Working data

**********

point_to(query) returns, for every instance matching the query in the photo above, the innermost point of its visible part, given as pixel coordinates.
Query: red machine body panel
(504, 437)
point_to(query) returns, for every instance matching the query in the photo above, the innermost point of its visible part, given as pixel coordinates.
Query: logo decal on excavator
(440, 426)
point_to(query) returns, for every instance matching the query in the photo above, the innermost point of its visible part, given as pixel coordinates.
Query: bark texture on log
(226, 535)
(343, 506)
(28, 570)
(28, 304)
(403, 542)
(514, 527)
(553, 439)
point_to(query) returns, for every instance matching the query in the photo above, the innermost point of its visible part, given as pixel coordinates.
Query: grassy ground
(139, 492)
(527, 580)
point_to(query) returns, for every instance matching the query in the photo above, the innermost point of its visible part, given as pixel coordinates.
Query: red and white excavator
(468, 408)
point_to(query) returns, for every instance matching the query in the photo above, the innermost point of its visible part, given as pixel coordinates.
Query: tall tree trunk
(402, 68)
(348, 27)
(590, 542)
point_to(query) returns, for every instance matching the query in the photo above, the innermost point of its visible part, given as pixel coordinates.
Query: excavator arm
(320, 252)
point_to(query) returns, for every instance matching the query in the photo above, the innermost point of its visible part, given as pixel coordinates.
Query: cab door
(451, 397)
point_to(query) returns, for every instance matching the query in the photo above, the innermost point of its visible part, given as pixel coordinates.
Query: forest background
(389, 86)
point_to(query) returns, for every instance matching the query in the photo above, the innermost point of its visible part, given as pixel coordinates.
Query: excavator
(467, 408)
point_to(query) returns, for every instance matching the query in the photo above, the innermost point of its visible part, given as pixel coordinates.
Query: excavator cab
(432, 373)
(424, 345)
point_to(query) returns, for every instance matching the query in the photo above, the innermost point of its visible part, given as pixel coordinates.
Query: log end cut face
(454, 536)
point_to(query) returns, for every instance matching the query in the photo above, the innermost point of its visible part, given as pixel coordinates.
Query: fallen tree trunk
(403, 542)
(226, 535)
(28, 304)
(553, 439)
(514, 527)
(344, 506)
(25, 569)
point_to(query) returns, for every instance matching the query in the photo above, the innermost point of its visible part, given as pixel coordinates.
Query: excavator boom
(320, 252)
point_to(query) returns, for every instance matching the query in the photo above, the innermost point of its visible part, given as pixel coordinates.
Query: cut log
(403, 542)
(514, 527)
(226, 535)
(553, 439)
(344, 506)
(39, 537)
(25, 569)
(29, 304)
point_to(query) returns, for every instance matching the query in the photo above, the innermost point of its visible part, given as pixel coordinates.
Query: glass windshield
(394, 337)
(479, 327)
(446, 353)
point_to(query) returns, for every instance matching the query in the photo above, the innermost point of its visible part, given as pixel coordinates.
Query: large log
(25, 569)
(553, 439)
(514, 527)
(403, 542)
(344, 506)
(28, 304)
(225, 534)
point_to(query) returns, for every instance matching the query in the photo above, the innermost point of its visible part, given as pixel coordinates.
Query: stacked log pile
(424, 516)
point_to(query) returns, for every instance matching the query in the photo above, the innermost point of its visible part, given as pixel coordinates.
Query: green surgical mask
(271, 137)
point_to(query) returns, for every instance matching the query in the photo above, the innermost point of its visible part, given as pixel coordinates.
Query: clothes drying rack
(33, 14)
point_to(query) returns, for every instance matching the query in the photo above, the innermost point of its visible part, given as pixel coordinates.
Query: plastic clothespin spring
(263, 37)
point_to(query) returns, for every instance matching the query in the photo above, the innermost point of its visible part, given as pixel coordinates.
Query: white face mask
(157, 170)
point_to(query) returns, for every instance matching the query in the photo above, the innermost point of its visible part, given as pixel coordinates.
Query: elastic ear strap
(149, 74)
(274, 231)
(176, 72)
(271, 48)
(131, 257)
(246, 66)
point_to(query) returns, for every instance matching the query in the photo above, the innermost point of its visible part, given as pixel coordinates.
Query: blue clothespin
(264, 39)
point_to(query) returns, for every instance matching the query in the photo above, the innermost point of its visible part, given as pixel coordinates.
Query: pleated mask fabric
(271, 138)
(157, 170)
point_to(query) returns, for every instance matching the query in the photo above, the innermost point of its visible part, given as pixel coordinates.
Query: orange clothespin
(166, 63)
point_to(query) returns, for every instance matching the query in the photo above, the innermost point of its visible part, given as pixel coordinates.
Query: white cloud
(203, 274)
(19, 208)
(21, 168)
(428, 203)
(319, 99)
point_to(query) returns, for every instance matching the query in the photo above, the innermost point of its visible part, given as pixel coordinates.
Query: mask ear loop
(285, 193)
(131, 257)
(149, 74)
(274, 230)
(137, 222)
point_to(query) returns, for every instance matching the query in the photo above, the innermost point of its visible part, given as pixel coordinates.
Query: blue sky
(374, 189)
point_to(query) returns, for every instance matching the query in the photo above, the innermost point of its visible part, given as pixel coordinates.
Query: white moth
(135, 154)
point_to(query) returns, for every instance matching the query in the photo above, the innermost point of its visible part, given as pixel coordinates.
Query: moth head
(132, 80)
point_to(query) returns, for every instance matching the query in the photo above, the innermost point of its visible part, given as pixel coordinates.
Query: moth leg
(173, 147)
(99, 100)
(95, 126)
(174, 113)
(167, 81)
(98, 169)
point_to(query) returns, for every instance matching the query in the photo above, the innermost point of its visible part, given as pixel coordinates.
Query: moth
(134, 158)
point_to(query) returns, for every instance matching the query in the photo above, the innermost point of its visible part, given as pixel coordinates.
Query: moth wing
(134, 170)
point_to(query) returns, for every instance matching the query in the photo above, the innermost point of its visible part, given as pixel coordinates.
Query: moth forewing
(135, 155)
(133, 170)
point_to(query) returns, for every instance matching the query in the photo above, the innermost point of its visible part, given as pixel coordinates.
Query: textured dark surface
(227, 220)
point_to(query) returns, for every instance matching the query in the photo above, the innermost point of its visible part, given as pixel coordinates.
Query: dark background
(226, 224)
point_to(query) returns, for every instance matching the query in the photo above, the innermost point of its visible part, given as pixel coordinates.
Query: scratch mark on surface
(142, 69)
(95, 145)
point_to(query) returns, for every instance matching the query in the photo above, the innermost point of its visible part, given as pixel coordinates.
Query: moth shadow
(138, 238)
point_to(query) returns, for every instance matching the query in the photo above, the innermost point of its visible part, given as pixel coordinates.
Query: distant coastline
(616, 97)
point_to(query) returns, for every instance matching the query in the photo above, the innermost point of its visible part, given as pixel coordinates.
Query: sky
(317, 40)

**********

Work to be completed
Exactly as written above, please repeat the entries.

Response to this exercise
point_to(query) returns, for every instance matching the query in the photo above, the innermost point of its visible part, given as pixel coordinates.
Query: red machine body panel
(504, 437)
point_to(query) returns, for every instance matching the query in the photo above, the innermost point of its visible part, given as pixel coordinates.
Query: logo decal on excavator
(440, 426)
point_to(query) returns, for every instance matching the query in the photo above, the innermost point of its visible part, given as pixel coordinates.
Query: bark texture on log
(226, 535)
(343, 506)
(28, 570)
(28, 304)
(403, 542)
(514, 527)
(553, 439)
point_to(query) returns, for every instance matching the query in the photo above, the innermost point of its visible part, given as pixel coordinates.
Query: grassy ground
(139, 492)
(527, 580)
point_to(query) returns, for every instance matching the query in the photo above, the innermost point of its visible part, given as pixel coordinates.
Query: red and white excavator
(468, 408)
point_to(query) returns, for every instance matching the query in the photo above, the innermost point of its visible part, given as pixel coordinates.
Query: tall tree trunk
(402, 68)
(348, 27)
(590, 542)
point_to(query) returns, for every instance matching the query in the photo above, the innermost point of its visible part, given as pixel coordinates.
Query: excavator arm
(320, 252)
point_to(query) returns, for every instance matching the query in the photo above, the innermost point of its visible part, given as pixel coordinates.
Query: cab door
(451, 397)
point_to(query) returns, for every instance matching the query in the photo above, the innermost point of its visible part, given as pixel coordinates.
Query: forest background
(389, 86)
point_to(query) returns, for every instance matching the query in the photo above, the innermost point of its visible part, given as pixel coordinates.
Query: excavator
(467, 408)
point_to(query) returns, for every instance matching the query in the photo above, the innermost point of its visible part, given as pixel coordinates.
Query: excavator cab
(432, 373)
(424, 345)
point_to(query) returns, for every instance matching the query in the photo above, the innermost point of its visible part, given as pixel coordinates.
Query: log end cut face
(454, 536)
point_to(query) returns, for every instance matching the query in the photo above, the innermost point of its visible part, given as pixel coordinates.
Query: fallen tree trunk
(403, 542)
(226, 535)
(28, 304)
(553, 439)
(514, 527)
(344, 506)
(25, 569)
point_to(query) returns, for every instance matching the query in the photo above, the innermost point of its visible part, given as pixel coordinates.
Query: excavator boom
(320, 252)
point_to(query) returns, for every instance matching the query in the photo above, the innermost point of its visible part, given as pixel coordinates.
Query: cut log
(403, 542)
(514, 527)
(226, 535)
(553, 439)
(344, 506)
(39, 537)
(25, 569)
(29, 304)
point_to(query) returns, for every instance matching the query in the photo above, the innermost point of its visible part, given as pixel coordinates.
Query: glass windshield
(394, 337)
(479, 327)
(446, 353)
point_to(query) returns, for every instance matching the query in the photo above, the innermost point of its visible part, given as pixel coordinates.
Query: large log
(25, 569)
(553, 439)
(514, 527)
(403, 542)
(344, 506)
(28, 304)
(225, 534)
point_to(query) returns, for every instance matching the query in the photo above, the innermost point of its visible part, given as pixel coordinates.
Query: stacked log pile
(424, 516)
point_to(query) returns, for every instance matching the query in the photo above, the innermost point of its visible part, given as pixel coordinates.
Query: green surgical mask
(271, 137)
point_to(query) returns, for every instance matching the query in the photo above, the innermost point of its visible part, given as pixel coordinates.
Query: clothes drying rack
(33, 14)
point_to(query) returns, for every instance matching the query in the photo above, the innermost point of its visible part, given as pixel coordinates.
Query: plastic clothespin spring
(263, 37)
point_to(query) returns, for every instance matching the query in the photo above, the innermost point of its visible part, given as pixel coordinates.
Query: white face mask
(157, 170)
point_to(query) returns, for every instance matching the query in the photo above, the innermost point of its visible part, given as pixel coordinates.
Query: elastic ear strap
(149, 74)
(274, 231)
(176, 72)
(271, 48)
(131, 257)
(246, 66)
point_to(query) returns, for every instance matching the query in the photo above, the innermost point of its visible part, given as pixel coordinates.
Query: blue clothespin
(264, 39)
point_to(query) returns, for every instance matching the query in the photo above, the innermost point of its visible part, given as pixel coordinates.
Query: pleated mask fabric
(271, 138)
(157, 170)
point_to(query) returns, for every instance matching the query in the photo above, the innermost point of its visible part, given as pixel coordinates.
Query: orange clothespin
(166, 63)
point_to(query) returns, for every instance matching the query in the photo above, the innermost point of its visible part, given as pixel coordinates.
Query: white cloud
(203, 274)
(19, 208)
(21, 168)
(428, 203)
(319, 99)
point_to(query) returns, for every instance matching the query in the photo above, the innermost point of its visible part, given as pixel coordinates.
Query: mask ear loop
(285, 193)
(131, 257)
(149, 74)
(274, 230)
(137, 222)
point_to(query) returns, for every instance matching the query in the photo above, the innermost point of its visible part, given as pixel coordinates.
Query: blue sky
(374, 189)
point_to(query) returns, for every instance matching the query in the photo above, the innermost point of its visible part, given as pixel coordinates.
Query: white moth
(135, 154)
point_to(query) returns, for every instance matching the query in the photo above, the innermost point of its visible part, given as pixel coordinates.
Query: moth head
(132, 80)
point_to(query) returns, for every instance matching the query in the photo above, the innermost point of its visible part, given as pixel coordinates.
Query: moth leg
(173, 147)
(99, 100)
(95, 126)
(174, 113)
(167, 81)
(98, 169)
point_to(query) returns, for every instance matching the query in the photo above, the innermost point of its visible part, given as pixel coordinates.
Query: moth
(134, 158)
point_to(query) returns, for every instance matching the query in the photo above, the innermost point of its visible part, given as pixel coordinates.
Query: moth wing
(134, 170)
point_to(query) returns, for every instance matching the query in the photo above, the innermost point of its visible part, given as pixel coordinates.
Query: moth forewing
(135, 155)
(133, 170)
point_to(query) returns, for every instance matching the query in the photo above, the innermost point of its visible part, given as pixel coordinates.
Query: textured dark surface
(227, 220)
point_to(query) returns, for every instance matching the query in the photo above, the innermost point of its visible part, given as pixel coordinates.
Query: dark background
(226, 224)
point_to(query) returns, for every instance matching the query in the photo above, the innermost point of its visible part, given as pixel coordinates.
Query: scratch mark on surface
(142, 69)
(95, 145)
point_to(query) returns, for every instance matching the query in the photo above, the innermost point of its visible part, given as pixel coordinates.
Query: moth shadow
(138, 238)
point_to(query) returns, for every instance matching the query in the photo above, the innermost point of its visible part, given as pixel coordinates.
Query: distant coastline
(616, 97)
point_to(query) returns, for every instance matching the query in the photo above, the innermost point of its visible part, given as pixel coordinates.
Query: sky
(317, 40)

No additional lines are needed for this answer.